### Sorular ve Görevler:
A - Kamulaştırma kararı metnine göre Mahkemenin yeniden kurmadığı ve bu nedenle doğru görülmeyen hüküm hangisidir?
B - Kamulaştırma kararı metnini son cümlesinden sonrasıyla devam ettirin.

### Verilen Metin:
━━━━━━━━━━━━━━━━━━━━━━━━━━━━━━

2. Dairemizce yapılan temyiz incelemesi sonucunda; Hükme esas alınan bilirkişi kurulu raporunda dava konusu taşınmazın değerinin tespitinde, bozma öncesi esas alınan aynı satışın emsal olarak alınması doğru olmadığı gibi, aynı amaçla kamulaştırılan birbirine komşu olan taşınmazlarla ilgili olarak açılan davalarda aynı değerlendirme tarihi itibarıyla benzer sonuçlara ulaşılması, oluşabilecek farklılıkların da makul gerekçelerle açıklanması gerektiği halde Mahkemece birbirine yakın taşınmazlar için yeterli gerekçe gösterilmeden çok farklı metrekare birim fiyatları belirlendiğinden denetime elverişli olmayan bu rapora göre karar verilmesi ve Mahkemece verilen hüküm, Dairenin bozma kararı ile ortadan kalktığı halde, yeniden tescil hükmü kurulmaması doğru görülmediğinden kararın bozulmasına karar verilmiştir.

━━━━━━━━━━━━━━━━━━━━━━━━━━━━━━

### Veri Kümesi İçeriği:
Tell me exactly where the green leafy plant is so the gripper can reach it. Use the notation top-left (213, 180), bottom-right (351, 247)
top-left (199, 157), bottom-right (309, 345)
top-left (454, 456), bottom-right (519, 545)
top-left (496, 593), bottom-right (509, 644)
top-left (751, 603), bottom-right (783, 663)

━━━━━━━━━━━━━━━━━━━━━━━━━━━━━━

### Görevlerin Cevapları:
A - Tescil hükmü.

B -
F. Mahkemece Bozmaya Uyularak Verilen Dördüncü Karar

Mahkemenin yukarıda tarih ve sayısı belirtilen kararı ile davanın kabulüne ve kamulaştırma bedelinin tespiti ile bu bedelin davalı tarafa ödenmesine karar verilmiştir.

V. TEMYİZ

A. Temyiz Yoluna Başvuranlar

Mahkemenin yukarıda belirtilen kararına karşı süresi içinde taraf vekilleri temyiz isteminde bulunmuştur.

B. Temyiz Sebepleri

1. Davacı idare vekili temyiz dilekçesinde özetle; bilirkişi raporunun kabulünün mümkün olmadığını, bedelin fahiş olduğunu, eksik inceleme sonucu değer tespiti yapıldığı gerekçesiyle kararın bozulmasını talep etmiştir.

2. Davalı vekili temyiz dilekçesinde özetle; dava konusu taşınmazın değerinin düşük belirlendiğini, gerçek değerini yansıtmadığından kararın bozulmasını talep etmiştir.

C. Gerekçe

1. Uyuşmazlık ve Hukukî Nitelendirme

Uyuşmazlık, ... olarak davacı idare ile davalı tapu maliki arasındaki kamulaştırma bedelinin tespiti istemine ilişkindir.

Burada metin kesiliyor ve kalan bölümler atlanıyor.